_Aim of the exercise_: Update the rows beginning at the line that contains "Could you point out the tall" and continuing through the line that contains "<point>596,403</point>", and return those lines with "twig" changed to "small branch" and everything else left as is.

##### Input records

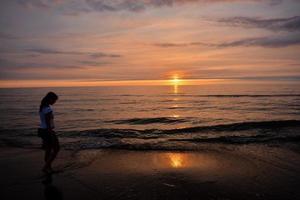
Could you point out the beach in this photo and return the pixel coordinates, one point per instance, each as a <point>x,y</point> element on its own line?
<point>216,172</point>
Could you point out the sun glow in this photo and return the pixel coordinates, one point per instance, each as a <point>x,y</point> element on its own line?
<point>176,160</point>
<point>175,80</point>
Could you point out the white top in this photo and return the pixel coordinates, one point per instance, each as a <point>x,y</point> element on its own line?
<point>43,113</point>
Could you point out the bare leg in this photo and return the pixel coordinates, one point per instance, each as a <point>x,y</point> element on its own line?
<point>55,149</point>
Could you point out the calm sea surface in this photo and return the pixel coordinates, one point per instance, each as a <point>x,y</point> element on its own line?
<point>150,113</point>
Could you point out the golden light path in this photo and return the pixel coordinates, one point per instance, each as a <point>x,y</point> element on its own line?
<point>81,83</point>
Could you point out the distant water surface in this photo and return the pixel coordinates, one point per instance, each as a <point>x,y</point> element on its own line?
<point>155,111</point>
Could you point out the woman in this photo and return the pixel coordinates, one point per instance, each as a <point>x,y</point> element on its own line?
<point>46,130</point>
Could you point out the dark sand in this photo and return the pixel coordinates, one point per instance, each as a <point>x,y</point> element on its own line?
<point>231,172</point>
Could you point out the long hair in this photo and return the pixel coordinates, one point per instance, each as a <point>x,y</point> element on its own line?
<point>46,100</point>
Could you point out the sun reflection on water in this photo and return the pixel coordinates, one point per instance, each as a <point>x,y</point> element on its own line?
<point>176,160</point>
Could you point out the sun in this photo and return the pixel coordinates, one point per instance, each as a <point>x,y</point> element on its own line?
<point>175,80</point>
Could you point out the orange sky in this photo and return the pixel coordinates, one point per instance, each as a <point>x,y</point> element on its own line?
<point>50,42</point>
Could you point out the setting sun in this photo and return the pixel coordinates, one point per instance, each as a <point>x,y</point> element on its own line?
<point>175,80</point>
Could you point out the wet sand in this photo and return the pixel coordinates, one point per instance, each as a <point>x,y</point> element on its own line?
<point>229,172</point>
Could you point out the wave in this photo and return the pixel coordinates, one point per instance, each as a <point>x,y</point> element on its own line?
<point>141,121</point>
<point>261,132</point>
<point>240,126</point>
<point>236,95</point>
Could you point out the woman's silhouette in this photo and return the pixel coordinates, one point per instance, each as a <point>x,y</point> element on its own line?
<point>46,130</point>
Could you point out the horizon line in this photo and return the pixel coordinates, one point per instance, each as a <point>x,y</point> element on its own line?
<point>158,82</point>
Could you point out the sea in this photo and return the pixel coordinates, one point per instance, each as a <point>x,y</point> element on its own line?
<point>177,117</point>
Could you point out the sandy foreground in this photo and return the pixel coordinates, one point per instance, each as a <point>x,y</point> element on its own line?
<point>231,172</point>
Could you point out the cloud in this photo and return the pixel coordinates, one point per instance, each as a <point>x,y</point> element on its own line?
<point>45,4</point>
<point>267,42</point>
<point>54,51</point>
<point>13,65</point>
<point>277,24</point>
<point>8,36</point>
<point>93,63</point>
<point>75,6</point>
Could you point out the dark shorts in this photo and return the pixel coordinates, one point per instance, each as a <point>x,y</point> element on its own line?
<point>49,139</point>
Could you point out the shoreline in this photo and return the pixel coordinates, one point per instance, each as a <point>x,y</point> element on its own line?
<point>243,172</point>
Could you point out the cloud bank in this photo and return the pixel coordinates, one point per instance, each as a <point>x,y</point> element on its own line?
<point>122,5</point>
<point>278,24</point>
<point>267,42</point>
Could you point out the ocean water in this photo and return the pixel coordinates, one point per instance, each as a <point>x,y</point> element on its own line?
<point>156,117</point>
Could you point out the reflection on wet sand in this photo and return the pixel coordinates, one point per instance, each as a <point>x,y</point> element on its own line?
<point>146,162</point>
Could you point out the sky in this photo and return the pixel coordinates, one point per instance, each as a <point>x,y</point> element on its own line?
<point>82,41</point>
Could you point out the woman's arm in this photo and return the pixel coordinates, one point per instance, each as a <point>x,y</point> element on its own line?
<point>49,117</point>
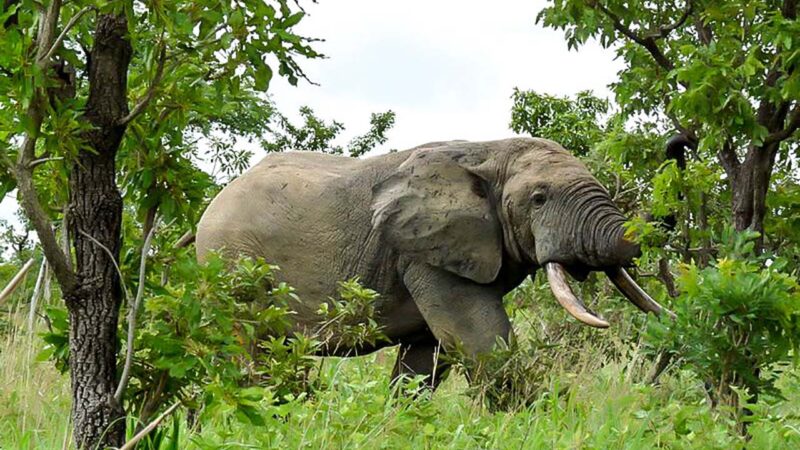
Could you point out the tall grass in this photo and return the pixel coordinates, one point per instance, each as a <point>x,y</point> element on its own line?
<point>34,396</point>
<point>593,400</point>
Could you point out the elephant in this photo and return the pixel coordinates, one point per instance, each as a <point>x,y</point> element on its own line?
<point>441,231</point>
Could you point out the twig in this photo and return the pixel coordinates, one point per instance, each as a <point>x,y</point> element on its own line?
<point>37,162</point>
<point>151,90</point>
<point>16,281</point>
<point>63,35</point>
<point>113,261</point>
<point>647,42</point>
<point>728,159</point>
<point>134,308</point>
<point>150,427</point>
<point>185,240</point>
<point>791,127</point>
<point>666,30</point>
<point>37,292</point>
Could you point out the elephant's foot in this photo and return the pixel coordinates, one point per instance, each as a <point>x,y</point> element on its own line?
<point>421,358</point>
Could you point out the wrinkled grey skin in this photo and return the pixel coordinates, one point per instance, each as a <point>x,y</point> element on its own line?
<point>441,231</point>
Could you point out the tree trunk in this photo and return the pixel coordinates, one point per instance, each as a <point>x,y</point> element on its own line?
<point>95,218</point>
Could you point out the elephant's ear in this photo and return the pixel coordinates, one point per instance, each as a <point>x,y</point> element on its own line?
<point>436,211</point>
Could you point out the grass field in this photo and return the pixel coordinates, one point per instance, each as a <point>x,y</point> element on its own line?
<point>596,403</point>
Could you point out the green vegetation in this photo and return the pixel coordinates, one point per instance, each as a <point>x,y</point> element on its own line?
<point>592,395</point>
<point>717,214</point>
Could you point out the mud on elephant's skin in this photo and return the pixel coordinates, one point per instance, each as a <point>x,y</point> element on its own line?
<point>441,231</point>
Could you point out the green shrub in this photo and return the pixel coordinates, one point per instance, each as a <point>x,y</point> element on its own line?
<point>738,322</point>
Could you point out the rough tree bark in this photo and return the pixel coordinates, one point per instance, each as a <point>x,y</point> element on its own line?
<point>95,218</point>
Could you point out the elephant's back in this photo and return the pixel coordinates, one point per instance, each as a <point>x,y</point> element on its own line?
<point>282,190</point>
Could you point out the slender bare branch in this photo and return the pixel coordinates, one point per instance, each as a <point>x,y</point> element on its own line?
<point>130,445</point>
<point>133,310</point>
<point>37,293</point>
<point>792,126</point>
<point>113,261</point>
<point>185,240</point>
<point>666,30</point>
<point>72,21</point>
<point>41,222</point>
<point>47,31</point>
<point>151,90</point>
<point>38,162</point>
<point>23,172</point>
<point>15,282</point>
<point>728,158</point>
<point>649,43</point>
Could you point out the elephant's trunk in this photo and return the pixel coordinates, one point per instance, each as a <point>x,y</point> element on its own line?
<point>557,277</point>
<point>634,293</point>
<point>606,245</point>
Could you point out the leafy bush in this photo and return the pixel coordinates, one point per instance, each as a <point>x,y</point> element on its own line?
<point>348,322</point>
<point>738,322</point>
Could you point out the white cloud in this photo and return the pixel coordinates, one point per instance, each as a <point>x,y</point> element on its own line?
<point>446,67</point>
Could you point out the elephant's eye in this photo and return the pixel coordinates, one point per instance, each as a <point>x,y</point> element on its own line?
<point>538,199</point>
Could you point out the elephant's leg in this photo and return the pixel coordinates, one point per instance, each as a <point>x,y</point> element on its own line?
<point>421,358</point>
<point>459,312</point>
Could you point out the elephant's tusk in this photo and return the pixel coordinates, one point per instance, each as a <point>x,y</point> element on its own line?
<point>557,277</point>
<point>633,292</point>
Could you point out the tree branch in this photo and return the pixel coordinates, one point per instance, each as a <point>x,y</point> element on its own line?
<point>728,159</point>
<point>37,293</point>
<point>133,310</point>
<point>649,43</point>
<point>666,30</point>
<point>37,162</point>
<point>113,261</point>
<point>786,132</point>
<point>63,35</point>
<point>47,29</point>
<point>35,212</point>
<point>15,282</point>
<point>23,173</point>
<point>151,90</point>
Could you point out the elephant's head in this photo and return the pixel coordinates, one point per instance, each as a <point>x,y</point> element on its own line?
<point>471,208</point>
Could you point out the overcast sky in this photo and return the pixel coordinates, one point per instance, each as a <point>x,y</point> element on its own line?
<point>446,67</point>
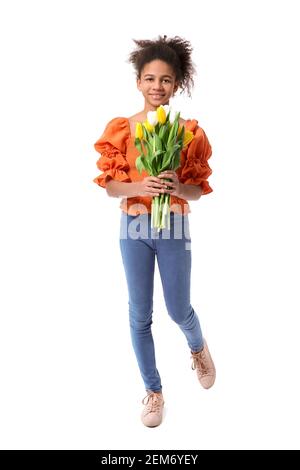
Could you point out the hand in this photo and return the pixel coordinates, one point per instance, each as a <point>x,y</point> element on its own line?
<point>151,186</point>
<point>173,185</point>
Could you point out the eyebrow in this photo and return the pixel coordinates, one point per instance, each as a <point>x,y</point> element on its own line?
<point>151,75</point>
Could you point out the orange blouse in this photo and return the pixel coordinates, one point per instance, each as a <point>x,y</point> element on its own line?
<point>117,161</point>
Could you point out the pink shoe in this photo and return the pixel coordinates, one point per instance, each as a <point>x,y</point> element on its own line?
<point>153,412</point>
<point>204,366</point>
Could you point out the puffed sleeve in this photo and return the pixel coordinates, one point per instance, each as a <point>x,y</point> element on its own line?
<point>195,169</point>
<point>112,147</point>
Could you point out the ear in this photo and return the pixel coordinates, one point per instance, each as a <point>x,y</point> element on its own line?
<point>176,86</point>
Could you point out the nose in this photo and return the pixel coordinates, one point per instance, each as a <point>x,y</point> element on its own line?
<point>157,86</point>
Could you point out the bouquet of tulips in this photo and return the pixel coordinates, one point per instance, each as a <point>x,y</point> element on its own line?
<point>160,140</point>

##########

_Expected output_:
Could you point out the tall grass in this photo and return the pixel coordinates, one point per instance, each as a <point>x,y</point> element on its own line?
<point>34,396</point>
<point>593,400</point>
Could you point out the elephant in this photo and return the pixel coordinates, one point per instance, each as a <point>x,y</point> element on its own line?
<point>441,231</point>
Could you point out the small branch in this photo and return the pixel coordinates, one point per instance, each as a <point>x,y</point> element on its own line?
<point>37,162</point>
<point>151,90</point>
<point>16,281</point>
<point>63,35</point>
<point>113,261</point>
<point>647,42</point>
<point>728,159</point>
<point>134,308</point>
<point>150,427</point>
<point>185,240</point>
<point>791,127</point>
<point>666,30</point>
<point>37,292</point>
Could you point out the elephant's foot in this photo and return the pixel coordinates, one point per instance, each as a <point>x,y</point> element on its own line?
<point>421,358</point>
Could you point out the wrinkled grey skin in this photo and return the pixel coordinates, one point per instance, each as a <point>x,y</point> element on its own line?
<point>441,231</point>
Could you point out the tree trunk in this photo and return the pixel coordinates, one point per instance, each as a <point>x,y</point> element on its own line?
<point>95,218</point>
Could you point out the elephant's ear in this photo and return the pixel coordinates, one point per instance, each as a <point>x,y</point> element on its own line?
<point>436,211</point>
Could you point out the grass field in this photo and return the pixel coordinates, one point per instance, each as a <point>x,y</point> element on its own line?
<point>596,403</point>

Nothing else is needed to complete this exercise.